* _Given request A_
In the indenture section on liquidation, termination, and bankruptcy, on what basis are payments to holders of Senior Indebtedness divided among them?

**** Passage ****

Section 1503. Liquidation; Termination; Bankruptcy.
Upon any payment by the Company or distribution of assets of the Company
of any kind or character, whether in cash, property or securities, to creditors
upon any termination, winding-up, liquidation or reorganization of the Company,
whether voluntary or involuntary or in bankruptcy, insolvency, receivership or
other proceedings, all amounts due upon all Senior Indebtedness of the Company
shall first be paid in full, or payment thereof provided for in money in
accordance with its terms, before any payment is made by the Company on account
of the principal (and premium, if any) or interest or Additional Amounts on the
Securities; and upon any such termination, winding-up, liquidation or
reorganization, any payment by the Company, or distribution of assets of the
Company of any kind or character, whether in cash, property or securities, to
which the Holders of the Securities or the Trustee would be entitled to receive,
except for the provisions of this Article Fifteen, shall be paid by the Company
or by any receiver, trustee in bankruptcy, liquidating trustee, agent or other
Person making such payment or distribution, or by the Holders of the Securities
or by the Trustee under this Indenture if received by them or it, directly to
the holders of Senior Indebtedness of the Company (pro rata to such holders on
the basis of the respective amounts of Senior Indebtedness held by such holders,
as calculated by the Company) or their representative or representatives, or to
the trustee or trustees under any indenture pursuant to which any instruments
evidencing such Senior Indebtedness may have been issued, as their respective
interests may appear, to the extent necessary to pay such Senior Indebtedness in
full, in money or money's worth, after giving effect to any concurrent payment
or distribution to or for the holders of such Senior Indebtedness, before any
payment or distribution is made to the Holders of Securities or to the Trustee.

**** Material provided ****

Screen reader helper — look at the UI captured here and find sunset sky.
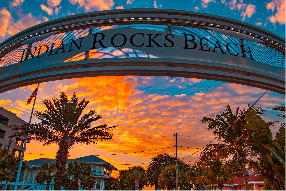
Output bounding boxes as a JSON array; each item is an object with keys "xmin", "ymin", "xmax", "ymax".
[{"xmin": 0, "ymin": 0, "xmax": 286, "ymax": 173}]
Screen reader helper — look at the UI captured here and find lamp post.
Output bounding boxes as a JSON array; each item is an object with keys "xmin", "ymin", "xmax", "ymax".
[{"xmin": 174, "ymin": 133, "xmax": 178, "ymax": 191}]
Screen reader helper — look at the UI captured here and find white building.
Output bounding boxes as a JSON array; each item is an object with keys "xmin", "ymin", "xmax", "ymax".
[
  {"xmin": 20, "ymin": 155, "xmax": 117, "ymax": 191},
  {"xmin": 0, "ymin": 107, "xmax": 26, "ymax": 157}
]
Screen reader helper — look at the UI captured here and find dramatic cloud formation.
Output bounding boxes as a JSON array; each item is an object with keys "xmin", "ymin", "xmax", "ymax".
[
  {"xmin": 116, "ymin": 5, "xmax": 124, "ymax": 9},
  {"xmin": 47, "ymin": 0, "xmax": 62, "ymax": 7},
  {"xmin": 241, "ymin": 4, "xmax": 256, "ymax": 21},
  {"xmin": 10, "ymin": 0, "xmax": 25, "ymax": 7},
  {"xmin": 0, "ymin": 76, "xmax": 286, "ymax": 169},
  {"xmin": 0, "ymin": 8, "xmax": 48, "ymax": 41},
  {"xmin": 126, "ymin": 0, "xmax": 134, "ymax": 5},
  {"xmin": 41, "ymin": 4, "xmax": 53, "ymax": 15},
  {"xmin": 69, "ymin": 0, "xmax": 114, "ymax": 11},
  {"xmin": 202, "ymin": 0, "xmax": 215, "ymax": 8},
  {"xmin": 266, "ymin": 0, "xmax": 286, "ymax": 24},
  {"xmin": 0, "ymin": 8, "xmax": 11, "ymax": 37},
  {"xmin": 6, "ymin": 13, "xmax": 48, "ymax": 35}
]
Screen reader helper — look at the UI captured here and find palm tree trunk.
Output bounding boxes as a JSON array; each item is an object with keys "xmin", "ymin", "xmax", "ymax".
[
  {"xmin": 46, "ymin": 182, "xmax": 50, "ymax": 191},
  {"xmin": 54, "ymin": 139, "xmax": 68, "ymax": 191},
  {"xmin": 238, "ymin": 152, "xmax": 249, "ymax": 191}
]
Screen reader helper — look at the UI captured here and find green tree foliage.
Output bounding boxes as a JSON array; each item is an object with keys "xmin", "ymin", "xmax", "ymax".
[
  {"xmin": 202, "ymin": 105, "xmax": 255, "ymax": 190},
  {"xmin": 197, "ymin": 144, "xmax": 242, "ymax": 190},
  {"xmin": 0, "ymin": 149, "xmax": 20, "ymax": 183},
  {"xmin": 63, "ymin": 161, "xmax": 96, "ymax": 191},
  {"xmin": 128, "ymin": 166, "xmax": 147, "ymax": 191},
  {"xmin": 12, "ymin": 92, "xmax": 113, "ymax": 191},
  {"xmin": 158, "ymin": 164, "xmax": 175, "ymax": 191},
  {"xmin": 36, "ymin": 163, "xmax": 56, "ymax": 191},
  {"xmin": 110, "ymin": 166, "xmax": 147, "ymax": 191},
  {"xmin": 244, "ymin": 107, "xmax": 286, "ymax": 191},
  {"xmin": 147, "ymin": 153, "xmax": 188, "ymax": 190}
]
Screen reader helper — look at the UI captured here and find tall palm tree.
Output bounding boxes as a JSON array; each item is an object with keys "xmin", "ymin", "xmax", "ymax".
[
  {"xmin": 202, "ymin": 105, "xmax": 250, "ymax": 191},
  {"xmin": 36, "ymin": 163, "xmax": 56, "ymax": 191},
  {"xmin": 128, "ymin": 166, "xmax": 147, "ymax": 191},
  {"xmin": 16, "ymin": 92, "xmax": 115, "ymax": 191},
  {"xmin": 0, "ymin": 149, "xmax": 19, "ymax": 186}
]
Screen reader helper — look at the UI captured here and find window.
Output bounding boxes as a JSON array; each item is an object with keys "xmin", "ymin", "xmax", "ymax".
[
  {"xmin": 0, "ymin": 129, "xmax": 6, "ymax": 139},
  {"xmin": 0, "ymin": 115, "xmax": 9, "ymax": 125},
  {"xmin": 16, "ymin": 139, "xmax": 23, "ymax": 147},
  {"xmin": 96, "ymin": 180, "xmax": 101, "ymax": 190}
]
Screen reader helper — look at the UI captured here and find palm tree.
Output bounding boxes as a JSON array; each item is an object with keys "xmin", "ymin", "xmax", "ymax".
[
  {"xmin": 0, "ymin": 149, "xmax": 19, "ymax": 186},
  {"xmin": 202, "ymin": 105, "xmax": 250, "ymax": 191},
  {"xmin": 128, "ymin": 166, "xmax": 147, "ymax": 191},
  {"xmin": 15, "ymin": 92, "xmax": 115, "ymax": 191},
  {"xmin": 36, "ymin": 163, "xmax": 56, "ymax": 191}
]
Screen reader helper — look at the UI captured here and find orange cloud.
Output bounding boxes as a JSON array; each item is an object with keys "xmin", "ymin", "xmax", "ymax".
[
  {"xmin": 41, "ymin": 4, "xmax": 53, "ymax": 15},
  {"xmin": 0, "ymin": 99, "xmax": 12, "ymax": 107},
  {"xmin": 115, "ymin": 5, "xmax": 124, "ymax": 9},
  {"xmin": 69, "ymin": 0, "xmax": 114, "ymax": 11},
  {"xmin": 5, "ymin": 13, "xmax": 47, "ymax": 36},
  {"xmin": 10, "ymin": 0, "xmax": 25, "ymax": 7},
  {"xmin": 241, "ymin": 4, "xmax": 256, "ymax": 21},
  {"xmin": 202, "ymin": 0, "xmax": 215, "ymax": 8},
  {"xmin": 0, "ymin": 76, "xmax": 286, "ymax": 169},
  {"xmin": 0, "ymin": 9, "xmax": 48, "ymax": 40},
  {"xmin": 47, "ymin": 0, "xmax": 62, "ymax": 7}
]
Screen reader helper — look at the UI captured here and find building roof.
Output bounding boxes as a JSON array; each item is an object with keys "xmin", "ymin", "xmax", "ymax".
[
  {"xmin": 25, "ymin": 155, "xmax": 118, "ymax": 170},
  {"xmin": 0, "ymin": 107, "xmax": 26, "ymax": 125}
]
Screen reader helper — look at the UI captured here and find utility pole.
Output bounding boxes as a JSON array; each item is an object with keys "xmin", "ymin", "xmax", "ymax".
[{"xmin": 175, "ymin": 133, "xmax": 178, "ymax": 191}]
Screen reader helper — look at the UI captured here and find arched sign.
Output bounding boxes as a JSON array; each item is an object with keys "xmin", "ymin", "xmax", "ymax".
[{"xmin": 0, "ymin": 9, "xmax": 286, "ymax": 94}]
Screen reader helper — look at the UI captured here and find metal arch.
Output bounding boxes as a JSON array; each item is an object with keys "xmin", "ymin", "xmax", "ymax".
[
  {"xmin": 0, "ymin": 8, "xmax": 286, "ymax": 58},
  {"xmin": 0, "ymin": 58, "xmax": 286, "ymax": 95}
]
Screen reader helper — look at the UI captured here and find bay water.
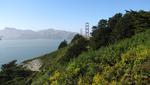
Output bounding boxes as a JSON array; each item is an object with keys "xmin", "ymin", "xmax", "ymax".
[{"xmin": 0, "ymin": 39, "xmax": 62, "ymax": 66}]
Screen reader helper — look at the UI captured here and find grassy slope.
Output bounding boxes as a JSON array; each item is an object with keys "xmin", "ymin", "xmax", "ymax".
[{"xmin": 32, "ymin": 30, "xmax": 150, "ymax": 85}]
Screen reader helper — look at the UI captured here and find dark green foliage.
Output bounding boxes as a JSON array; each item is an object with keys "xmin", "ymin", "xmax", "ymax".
[
  {"xmin": 62, "ymin": 34, "xmax": 88, "ymax": 62},
  {"xmin": 90, "ymin": 10, "xmax": 150, "ymax": 49},
  {"xmin": 58, "ymin": 40, "xmax": 68, "ymax": 49},
  {"xmin": 0, "ymin": 60, "xmax": 32, "ymax": 85},
  {"xmin": 71, "ymin": 34, "xmax": 83, "ymax": 43},
  {"xmin": 2, "ymin": 10, "xmax": 150, "ymax": 85}
]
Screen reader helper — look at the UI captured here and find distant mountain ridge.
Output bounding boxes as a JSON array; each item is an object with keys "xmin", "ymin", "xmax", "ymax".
[{"xmin": 0, "ymin": 27, "xmax": 76, "ymax": 40}]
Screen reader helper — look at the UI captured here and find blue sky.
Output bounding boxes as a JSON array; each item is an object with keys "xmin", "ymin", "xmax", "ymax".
[{"xmin": 0, "ymin": 0, "xmax": 150, "ymax": 32}]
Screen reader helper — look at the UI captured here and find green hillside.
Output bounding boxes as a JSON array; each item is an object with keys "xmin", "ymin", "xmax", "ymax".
[
  {"xmin": 0, "ymin": 10, "xmax": 150, "ymax": 85},
  {"xmin": 32, "ymin": 30, "xmax": 150, "ymax": 85}
]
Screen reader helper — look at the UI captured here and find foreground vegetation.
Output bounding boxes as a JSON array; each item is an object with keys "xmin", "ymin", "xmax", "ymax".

****

* _Given request B_
Rewrite the listing from the line with "find grassy slope." through the end of the listing, swapping "Screen reader helper" for "Accessibility helper" and leaving everything else unchanged.

* _Task result A_
Pro rata, on the basis of the respective amounts of Senior Indebtedness held by such holders, as calculated by the Company.

* _Task result B_
Accessibility helper — look at the UI captured here and find grassy slope.
Output bounding boxes as a JSON array; each item is an object with keys "xmin", "ymin", "xmax", "ymax".
[{"xmin": 32, "ymin": 30, "xmax": 150, "ymax": 85}]
Accessibility helper — look at the UI captured here and find dark green foliage.
Output bounding boxes as a JSON array; each item is an object with keys "xmin", "ymin", "xmax", "ymax".
[
  {"xmin": 62, "ymin": 34, "xmax": 88, "ymax": 62},
  {"xmin": 90, "ymin": 10, "xmax": 150, "ymax": 49},
  {"xmin": 58, "ymin": 40, "xmax": 68, "ymax": 49},
  {"xmin": 0, "ymin": 60, "xmax": 32, "ymax": 85},
  {"xmin": 71, "ymin": 34, "xmax": 83, "ymax": 43},
  {"xmin": 2, "ymin": 10, "xmax": 150, "ymax": 85}
]
Accessibility helper — look at the UI captured here and find distant mountain ridge.
Output bounding boxes as a JSON array; each item is an object with keys "xmin", "ymin", "xmax", "ymax".
[{"xmin": 0, "ymin": 27, "xmax": 76, "ymax": 40}]
Accessibility helper — look at the UI captured here and find blue sky.
Output bounding boxes as a JSON array; each item is an object with keys "xmin", "ymin", "xmax", "ymax".
[{"xmin": 0, "ymin": 0, "xmax": 150, "ymax": 32}]
Accessibility helper — look at the UI captured here and find green hillside.
Output bounding boxes as a JSON array; each item is an object with keys "xmin", "ymin", "xmax", "ymax".
[
  {"xmin": 0, "ymin": 10, "xmax": 150, "ymax": 85},
  {"xmin": 32, "ymin": 30, "xmax": 150, "ymax": 85}
]
Accessibility helper — look at the UI captured here and find foreground vegetation.
Output bounding boxes as a JSON array; each item is an object with keys "xmin", "ymin", "xmax", "ymax".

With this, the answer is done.